◆ Problem to work on
Copy out every line of the records below that contains the string "positive", matching case exactly.
:: Material provided
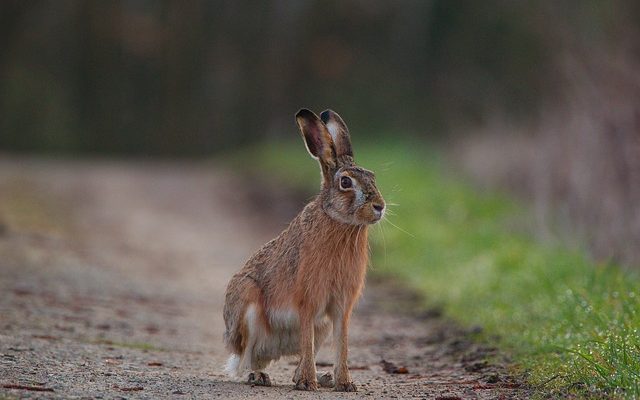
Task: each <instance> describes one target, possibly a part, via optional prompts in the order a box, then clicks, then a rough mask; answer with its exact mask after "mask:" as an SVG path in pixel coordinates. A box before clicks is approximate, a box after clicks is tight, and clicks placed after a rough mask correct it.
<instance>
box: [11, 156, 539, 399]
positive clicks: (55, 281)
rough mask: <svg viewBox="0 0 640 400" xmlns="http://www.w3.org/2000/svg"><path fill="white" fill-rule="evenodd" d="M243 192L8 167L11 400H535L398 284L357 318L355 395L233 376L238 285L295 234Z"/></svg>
mask: <svg viewBox="0 0 640 400" xmlns="http://www.w3.org/2000/svg"><path fill="white" fill-rule="evenodd" d="M243 184H244V181H243V180H242V179H240V178H239V177H236V176H233V175H231V174H229V173H227V172H225V171H223V170H221V169H219V168H216V167H215V166H212V165H205V164H197V165H196V164H159V163H155V164H147V163H127V164H113V163H106V162H105V163H97V162H93V163H83V162H75V163H70V162H52V161H48V162H44V161H25V160H16V159H7V158H4V159H0V293H2V296H1V297H0V398H253V397H259V398H361V397H365V398H441V399H457V398H465V399H467V398H469V399H472V398H513V397H526V394H527V393H526V392H525V391H524V390H523V389H520V388H518V385H516V384H514V383H513V382H512V381H510V380H509V378H507V377H506V375H504V374H503V369H502V368H500V367H498V366H495V365H490V364H487V363H486V361H485V358H486V357H487V356H488V355H490V354H491V353H492V349H488V348H486V347H482V346H478V345H475V344H473V342H471V341H470V340H469V338H468V336H469V334H468V333H465V332H463V331H461V330H459V329H456V328H455V327H453V325H452V324H451V323H449V322H447V321H444V320H443V319H442V318H440V317H439V316H438V315H437V313H435V312H431V313H421V314H420V315H416V314H415V313H408V312H399V311H398V310H400V309H404V310H406V309H410V308H411V305H413V304H414V303H415V300H414V299H412V296H411V295H407V294H406V293H403V290H401V289H397V288H394V286H393V285H391V284H389V283H386V284H384V283H370V284H369V287H368V289H367V291H366V293H365V296H364V298H363V300H362V301H361V304H360V306H359V308H358V309H357V311H356V316H355V318H354V320H353V325H352V334H351V355H350V361H351V363H350V364H351V366H352V368H353V372H352V374H353V378H354V380H355V382H356V383H357V384H358V385H359V386H358V387H359V392H358V393H356V394H345V393H333V392H331V391H328V390H322V391H321V392H319V393H301V392H297V391H293V387H292V382H291V376H292V375H293V371H294V368H295V366H294V363H293V362H292V361H293V360H281V361H280V362H278V363H277V364H275V365H273V366H271V367H270V368H269V372H270V374H271V377H272V380H273V381H274V382H275V383H276V386H275V387H272V388H259V387H251V386H249V385H246V384H241V383H236V382H232V381H230V380H229V379H228V378H227V377H226V376H225V375H224V373H223V370H222V369H223V365H224V362H225V360H226V358H227V354H226V353H225V351H224V348H223V345H222V340H221V337H222V332H223V321H222V312H221V310H222V304H223V295H224V289H225V286H226V283H227V280H228V279H229V277H230V276H231V275H232V274H233V272H234V271H236V270H237V269H238V268H240V266H241V265H242V264H243V262H244V260H245V259H246V258H247V257H248V256H249V255H250V254H251V253H252V252H253V251H254V250H255V249H256V248H258V247H259V246H260V245H261V244H262V243H263V242H264V241H265V240H267V239H269V238H270V237H272V236H273V235H274V234H276V233H277V232H278V231H279V230H280V229H281V228H282V227H283V226H284V224H285V223H286V220H276V222H273V218H271V217H269V216H265V215H261V213H260V212H259V211H260V207H258V208H256V207H255V205H256V204H255V203H253V204H252V201H251V199H250V198H249V197H248V195H247V194H246V193H247V191H246V190H244V189H243V187H242V185H243ZM262 201H266V200H262ZM265 209H268V207H265ZM327 347H328V346H327ZM330 354H331V351H330V349H328V350H323V351H321V353H320V355H319V358H318V362H319V370H328V369H329V368H330V366H329V365H328V364H329V363H330V362H331V358H330ZM382 359H385V360H387V361H389V362H392V363H395V365H396V366H398V367H405V368H406V369H407V370H408V373H406V374H390V373H387V372H385V371H384V370H383V366H382V365H381V363H380V362H381V360H382ZM3 396H4V397H3Z"/></svg>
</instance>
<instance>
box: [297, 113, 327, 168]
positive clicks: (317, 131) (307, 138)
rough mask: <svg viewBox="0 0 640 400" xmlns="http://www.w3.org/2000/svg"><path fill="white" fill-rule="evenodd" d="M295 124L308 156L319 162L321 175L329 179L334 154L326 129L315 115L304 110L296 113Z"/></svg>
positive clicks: (322, 124) (326, 127)
mask: <svg viewBox="0 0 640 400" xmlns="http://www.w3.org/2000/svg"><path fill="white" fill-rule="evenodd" d="M296 122H297V123H298V127H299V128H300V132H301V133H302V137H303V138H304V143H305V144H306V145H307V150H308V151H309V154H311V156H313V158H315V159H317V160H318V161H320V165H321V166H322V173H323V175H324V176H325V177H330V176H331V171H333V170H334V169H335V168H336V152H335V148H334V146H333V140H332V139H331V134H330V133H329V131H328V130H327V127H326V126H325V125H324V124H323V123H322V121H321V120H320V118H318V116H317V115H315V114H314V113H313V112H312V111H309V110H307V109H306V108H303V109H302V110H300V111H298V113H297V114H296Z"/></svg>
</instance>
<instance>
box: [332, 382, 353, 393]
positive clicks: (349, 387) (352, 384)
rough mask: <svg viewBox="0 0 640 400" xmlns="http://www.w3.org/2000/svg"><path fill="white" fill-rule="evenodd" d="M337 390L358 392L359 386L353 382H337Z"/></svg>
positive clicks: (338, 391)
mask: <svg viewBox="0 0 640 400" xmlns="http://www.w3.org/2000/svg"><path fill="white" fill-rule="evenodd" d="M335 390H336V392H357V391H358V388H357V387H356V384H355V383H353V382H344V383H336V389H335Z"/></svg>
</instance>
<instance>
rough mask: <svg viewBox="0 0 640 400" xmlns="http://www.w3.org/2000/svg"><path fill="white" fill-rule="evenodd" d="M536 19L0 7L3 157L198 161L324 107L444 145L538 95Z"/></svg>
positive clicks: (45, 1) (411, 7)
mask: <svg viewBox="0 0 640 400" xmlns="http://www.w3.org/2000/svg"><path fill="white" fill-rule="evenodd" d="M544 12H545V10H544V9H542V8H541V7H540V6H538V5H536V4H535V3H526V2H525V3H522V2H510V1H495V0H491V1H488V2H476V1H472V0H469V1H454V2H451V1H446V0H443V1H420V0H418V1H402V2H388V1H364V0H362V1H318V0H290V1H282V0H281V1H271V2H264V1H246V0H236V1H225V2H222V1H79V0H78V1H73V0H69V1H57V0H56V1H53V0H49V1H44V0H43V1H22V0H14V1H12V0H9V1H3V2H1V3H0V30H1V31H0V146H1V148H2V149H5V150H20V151H38V152H64V153H83V152H91V153H96V152H97V153H120V154H151V155H153V154H162V155H195V154H200V155H202V154H210V153H214V152H216V151H219V150H221V149H225V148H229V147H231V146H235V145H238V144H242V143H246V142H247V141H248V140H250V139H252V138H255V137H263V136H268V137H272V136H277V135H289V134H292V133H294V132H295V129H294V128H293V124H292V116H293V114H294V113H295V111H296V110H297V109H298V108H299V107H301V106H306V107H313V108H316V109H318V110H320V109H322V108H325V107H329V106H330V107H333V108H335V109H336V110H339V111H340V112H341V113H343V114H345V115H346V116H348V119H349V121H351V123H352V125H356V126H358V127H359V128H360V129H361V130H367V131H370V132H373V133H379V132H383V131H386V132H389V131H391V132H393V133H394V134H395V133H396V132H402V133H418V134H429V135H441V134H442V133H443V132H446V131H447V129H448V128H449V127H450V124H451V122H455V123H474V122H477V121H478V120H481V119H482V118H483V116H484V115H485V114H486V112H487V110H488V109H491V108H494V107H498V108H500V109H504V110H506V112H508V113H509V114H510V115H513V116H515V117H517V118H522V117H525V118H526V117H527V116H528V115H530V113H531V110H532V109H533V108H535V107H536V106H537V104H538V103H539V102H540V97H541V95H540V94H541V93H543V92H545V91H546V90H547V87H548V86H550V85H549V79H548V78H549V74H548V73H547V72H546V71H548V68H549V58H550V57H549V45H550V43H548V42H547V41H546V37H545V35H546V32H545V31H544V29H540V20H541V18H543V15H544Z"/></svg>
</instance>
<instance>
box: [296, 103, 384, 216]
mask: <svg viewBox="0 0 640 400" xmlns="http://www.w3.org/2000/svg"><path fill="white" fill-rule="evenodd" d="M296 121H297V123H298V127H299V128H300V132H302V137H303V138H304V142H305V144H306V145H307V150H308V151H309V153H310V154H311V156H312V157H313V158H315V159H317V160H318V162H319V163H320V169H321V170H322V192H321V193H320V200H321V205H322V209H323V210H324V211H325V212H326V213H327V214H328V215H329V216H330V217H331V218H333V219H335V220H337V221H340V222H343V223H345V224H351V225H366V224H374V223H376V222H378V221H379V220H380V219H381V218H382V216H383V215H384V199H383V198H382V195H380V192H379V191H378V188H377V187H376V180H375V176H374V175H373V172H371V171H368V170H366V169H364V168H361V167H358V166H357V165H356V164H355V163H354V161H353V151H352V149H351V139H350V137H349V130H348V129H347V125H346V124H345V123H344V121H343V120H342V118H340V116H339V115H338V114H337V113H335V112H333V111H331V110H326V111H324V112H322V114H320V118H318V116H317V115H315V114H314V113H313V112H312V111H309V110H307V109H302V110H300V111H298V113H297V114H296Z"/></svg>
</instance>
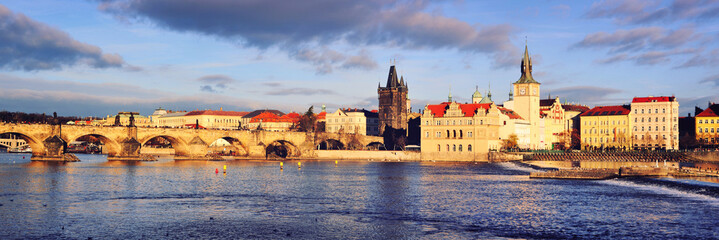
::::
◆ Result of the exercise
positive clicks: (55, 281)
positive clicks: (317, 131) (307, 138)
positive clicks: (322, 124) (326, 127)
positive clicks: (349, 387) (352, 384)
positive clicks: (338, 391)
positive clicks: (45, 1) (411, 7)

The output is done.